▶ DIRECTIONS FOR THIS TASK
In the story below about Ed's visit to his father, copy the passage starting with "When Ed’s father" and going on through "He was ready.", putting "burgers" in place of "steaks".

▶ TEXT BLOCK
Ed booked a flight, arranged a car rental, and reserved a room at a hotel. He was feeling really positive about the plan and figured it was only a matter of time before he would be liberated from his traumatic past. On the plane, he leaned back comfortably in his seat, closed his eyes and envisioned touching moments of him and his dad bonding.
When the plane touched down at the airport, Ed started to feel a little nervous. That’s normal, he thought. After all, he hadn’t seen his father in years and the only communication he had with the old guy was what he instigated. Besides, he was about to embark on a face-to-face mission that he had once deemed impossible.
In the hotel room, Ed started to feel a little edgy so he fixed a drink and busied himself with some work he had brought with him. But he couldn’t concentrate – thoughts of what he would say to his father kept racing through his mind. Eventually, Ed calmed down. He had a relaxing shower and went to bed early – he wanted to be well rested and on the ball for the big day.
The next morning, Ed felt ready to take on the world. He was about to make a very positive step forward in his healing process, and wondered why he had psyched himself out the night before. Eager to get the show on the road, Ed telephoned his dad and arranged a lunch time meeting at his house.

When Ed’s father answered the door he seemed fairly happy to see him but not overjoyed - then again, he wasn't the 'joyful' type. The two men had a beer, barbecued some steaks and ate lunch in the backyard. They made polite small talk and caught up on each other’s lives. Everything was very cordial.

When the meal was over and there was a lull in the conversation, Ed decided to take the opportunity to tell his dad the reason for his visit. He took a deep breath; remembering everything the therapist had told him about not being ‘confrontational’, and speaking in a non-defensive tone, using “I feel” instead of the accusatory “You did this. You did that.” Ed had all the pop-psychology moves down. He was ready.
With heartfelt sincerity, Ed carefully explained to his father his feelings of loss, and the pain and sadness of his childhood, and the far reaching effects it had on his adult life. His father listened; never once interrupting. When Ed had finally said what he needed to say, he breathed a sigh of relief, leaned back in his chair and waited for his father’s response; hopeful that his confession would bring them closer together.  Ed's father sat silently for a moment, and took a good long look at his son. Then he got up from his chair, stared right into Ed's eyes and sniped, “so what”and walked back into the house.

▶ DATASET
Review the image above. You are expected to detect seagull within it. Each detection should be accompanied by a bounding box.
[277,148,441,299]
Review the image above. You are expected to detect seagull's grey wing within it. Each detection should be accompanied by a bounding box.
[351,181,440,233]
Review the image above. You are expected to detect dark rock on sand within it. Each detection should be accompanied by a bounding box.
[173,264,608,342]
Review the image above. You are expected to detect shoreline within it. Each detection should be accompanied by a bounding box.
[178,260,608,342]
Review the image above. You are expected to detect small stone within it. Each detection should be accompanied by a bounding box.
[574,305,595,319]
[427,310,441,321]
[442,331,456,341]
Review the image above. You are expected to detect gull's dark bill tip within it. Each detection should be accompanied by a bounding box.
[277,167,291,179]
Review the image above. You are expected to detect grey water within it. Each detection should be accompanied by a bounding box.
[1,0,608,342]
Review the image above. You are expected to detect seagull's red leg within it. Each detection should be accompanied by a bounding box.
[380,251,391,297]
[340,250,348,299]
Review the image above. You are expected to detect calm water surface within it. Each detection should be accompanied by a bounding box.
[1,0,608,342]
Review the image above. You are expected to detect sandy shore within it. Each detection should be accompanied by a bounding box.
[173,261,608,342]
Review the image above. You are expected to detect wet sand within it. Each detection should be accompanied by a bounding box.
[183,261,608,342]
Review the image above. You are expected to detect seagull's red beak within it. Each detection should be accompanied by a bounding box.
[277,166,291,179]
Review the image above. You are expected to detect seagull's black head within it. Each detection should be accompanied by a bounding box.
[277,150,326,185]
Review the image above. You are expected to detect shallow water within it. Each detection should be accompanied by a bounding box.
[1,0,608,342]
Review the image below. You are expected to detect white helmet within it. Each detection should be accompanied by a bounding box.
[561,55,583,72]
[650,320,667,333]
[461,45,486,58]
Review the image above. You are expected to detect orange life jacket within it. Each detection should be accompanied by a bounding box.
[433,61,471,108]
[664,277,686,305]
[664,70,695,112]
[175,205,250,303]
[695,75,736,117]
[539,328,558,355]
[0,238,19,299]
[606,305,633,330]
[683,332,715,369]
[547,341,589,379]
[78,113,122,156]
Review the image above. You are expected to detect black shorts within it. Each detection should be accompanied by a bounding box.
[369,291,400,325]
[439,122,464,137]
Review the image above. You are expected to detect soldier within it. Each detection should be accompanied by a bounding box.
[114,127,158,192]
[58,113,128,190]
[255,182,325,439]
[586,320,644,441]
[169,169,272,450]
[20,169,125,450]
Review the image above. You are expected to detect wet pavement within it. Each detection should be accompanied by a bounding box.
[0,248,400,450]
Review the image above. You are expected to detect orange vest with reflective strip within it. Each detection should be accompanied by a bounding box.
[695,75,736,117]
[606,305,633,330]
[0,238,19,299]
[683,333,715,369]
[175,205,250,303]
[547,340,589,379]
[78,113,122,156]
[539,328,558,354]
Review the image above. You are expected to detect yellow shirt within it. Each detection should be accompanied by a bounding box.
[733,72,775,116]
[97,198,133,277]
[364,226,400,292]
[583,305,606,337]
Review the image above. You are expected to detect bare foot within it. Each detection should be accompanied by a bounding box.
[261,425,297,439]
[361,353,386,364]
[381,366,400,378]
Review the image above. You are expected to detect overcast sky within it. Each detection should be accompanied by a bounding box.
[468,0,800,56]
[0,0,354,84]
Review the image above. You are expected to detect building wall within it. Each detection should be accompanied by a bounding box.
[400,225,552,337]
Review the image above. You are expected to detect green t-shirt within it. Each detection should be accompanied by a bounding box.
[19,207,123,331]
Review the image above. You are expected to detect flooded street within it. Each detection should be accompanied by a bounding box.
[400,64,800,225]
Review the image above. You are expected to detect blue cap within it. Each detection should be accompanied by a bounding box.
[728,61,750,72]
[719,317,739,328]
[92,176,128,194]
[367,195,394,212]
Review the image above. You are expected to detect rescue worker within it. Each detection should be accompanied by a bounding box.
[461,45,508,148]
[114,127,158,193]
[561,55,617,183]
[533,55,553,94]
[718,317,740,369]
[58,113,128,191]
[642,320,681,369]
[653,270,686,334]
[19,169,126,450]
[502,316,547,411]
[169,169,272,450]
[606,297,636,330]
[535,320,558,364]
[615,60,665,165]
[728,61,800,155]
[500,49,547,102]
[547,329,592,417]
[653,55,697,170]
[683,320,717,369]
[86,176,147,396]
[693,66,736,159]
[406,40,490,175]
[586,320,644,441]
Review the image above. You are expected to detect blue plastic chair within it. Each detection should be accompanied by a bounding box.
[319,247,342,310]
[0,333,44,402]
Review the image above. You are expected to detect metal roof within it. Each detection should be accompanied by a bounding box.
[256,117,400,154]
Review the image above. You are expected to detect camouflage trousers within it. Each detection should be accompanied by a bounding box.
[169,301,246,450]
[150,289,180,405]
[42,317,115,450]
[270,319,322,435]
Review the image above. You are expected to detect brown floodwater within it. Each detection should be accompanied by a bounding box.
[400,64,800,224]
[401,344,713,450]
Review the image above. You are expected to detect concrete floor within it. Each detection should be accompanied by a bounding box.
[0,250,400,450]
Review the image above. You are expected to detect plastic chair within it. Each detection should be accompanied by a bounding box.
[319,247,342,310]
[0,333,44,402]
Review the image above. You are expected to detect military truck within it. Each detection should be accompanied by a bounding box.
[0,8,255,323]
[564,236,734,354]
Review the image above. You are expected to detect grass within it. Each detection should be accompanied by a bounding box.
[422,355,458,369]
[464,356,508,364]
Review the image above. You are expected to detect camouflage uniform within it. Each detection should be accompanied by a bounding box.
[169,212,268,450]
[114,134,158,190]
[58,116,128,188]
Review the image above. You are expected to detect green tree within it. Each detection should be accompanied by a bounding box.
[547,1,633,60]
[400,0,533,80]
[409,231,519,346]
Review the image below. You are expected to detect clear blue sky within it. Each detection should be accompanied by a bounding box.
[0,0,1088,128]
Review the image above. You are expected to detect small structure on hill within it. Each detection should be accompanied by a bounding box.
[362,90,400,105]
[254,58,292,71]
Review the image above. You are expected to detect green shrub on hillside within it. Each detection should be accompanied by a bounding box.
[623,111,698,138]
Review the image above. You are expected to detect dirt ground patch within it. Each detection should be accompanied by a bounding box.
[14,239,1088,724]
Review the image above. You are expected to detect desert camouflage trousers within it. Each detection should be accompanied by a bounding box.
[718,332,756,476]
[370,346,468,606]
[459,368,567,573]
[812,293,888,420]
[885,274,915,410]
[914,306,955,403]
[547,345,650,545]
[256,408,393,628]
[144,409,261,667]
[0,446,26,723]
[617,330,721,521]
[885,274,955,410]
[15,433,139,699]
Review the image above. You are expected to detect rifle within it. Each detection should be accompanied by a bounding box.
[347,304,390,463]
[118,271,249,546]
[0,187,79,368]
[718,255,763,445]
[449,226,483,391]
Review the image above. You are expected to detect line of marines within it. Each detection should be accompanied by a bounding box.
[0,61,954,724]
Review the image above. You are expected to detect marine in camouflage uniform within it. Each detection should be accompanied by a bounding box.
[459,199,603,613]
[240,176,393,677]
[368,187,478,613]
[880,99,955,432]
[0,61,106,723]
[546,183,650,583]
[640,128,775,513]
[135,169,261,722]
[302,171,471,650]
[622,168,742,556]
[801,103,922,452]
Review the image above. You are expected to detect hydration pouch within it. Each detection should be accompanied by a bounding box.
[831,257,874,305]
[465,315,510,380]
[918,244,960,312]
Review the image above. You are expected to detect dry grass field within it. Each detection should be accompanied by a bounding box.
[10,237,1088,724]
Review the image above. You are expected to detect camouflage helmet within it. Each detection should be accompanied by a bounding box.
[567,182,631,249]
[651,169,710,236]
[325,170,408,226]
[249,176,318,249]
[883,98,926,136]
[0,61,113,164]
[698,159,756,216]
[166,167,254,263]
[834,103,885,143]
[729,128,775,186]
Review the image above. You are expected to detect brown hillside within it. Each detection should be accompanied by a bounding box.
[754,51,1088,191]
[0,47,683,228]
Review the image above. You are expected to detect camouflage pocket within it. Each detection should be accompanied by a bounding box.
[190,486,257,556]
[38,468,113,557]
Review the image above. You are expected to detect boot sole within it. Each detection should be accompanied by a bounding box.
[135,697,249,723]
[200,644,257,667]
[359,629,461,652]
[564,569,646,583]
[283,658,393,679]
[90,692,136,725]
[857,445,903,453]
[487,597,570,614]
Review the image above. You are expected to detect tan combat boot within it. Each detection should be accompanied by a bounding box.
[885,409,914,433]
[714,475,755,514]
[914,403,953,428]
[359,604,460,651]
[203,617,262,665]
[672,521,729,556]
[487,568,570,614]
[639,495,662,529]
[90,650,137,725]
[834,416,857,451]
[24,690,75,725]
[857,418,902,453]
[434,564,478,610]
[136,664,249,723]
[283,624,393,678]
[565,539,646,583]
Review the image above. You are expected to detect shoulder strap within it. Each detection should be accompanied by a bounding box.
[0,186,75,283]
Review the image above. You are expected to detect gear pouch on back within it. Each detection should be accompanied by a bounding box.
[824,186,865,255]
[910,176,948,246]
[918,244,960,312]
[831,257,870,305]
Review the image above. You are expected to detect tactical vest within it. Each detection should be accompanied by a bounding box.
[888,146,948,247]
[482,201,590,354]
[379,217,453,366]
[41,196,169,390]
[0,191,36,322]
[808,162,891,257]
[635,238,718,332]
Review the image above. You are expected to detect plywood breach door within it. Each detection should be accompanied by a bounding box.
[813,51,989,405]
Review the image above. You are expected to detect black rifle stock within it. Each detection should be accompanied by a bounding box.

▶ ANSWER
When Ed’s father answered the door he seemed fairly happy to see him but not overjoyed - then again, he wasn't the 'joyful' type. The two men had a beer, barbecued some burgers and ate lunch in the backyard. They made polite small talk and caught up on each other’s lives. Everything was very cordial.

When the meal was over and there was a lull in the conversation, Ed decided to take the opportunity to tell his dad the reason for his visit. He took a deep breath; remembering everything the therapist had told him about not being ‘confrontational’, and speaking in a non-defensive tone, using “I feel” instead of the accusatory “You did this. You did that.” Ed had all the pop-psychology moves down. He was ready.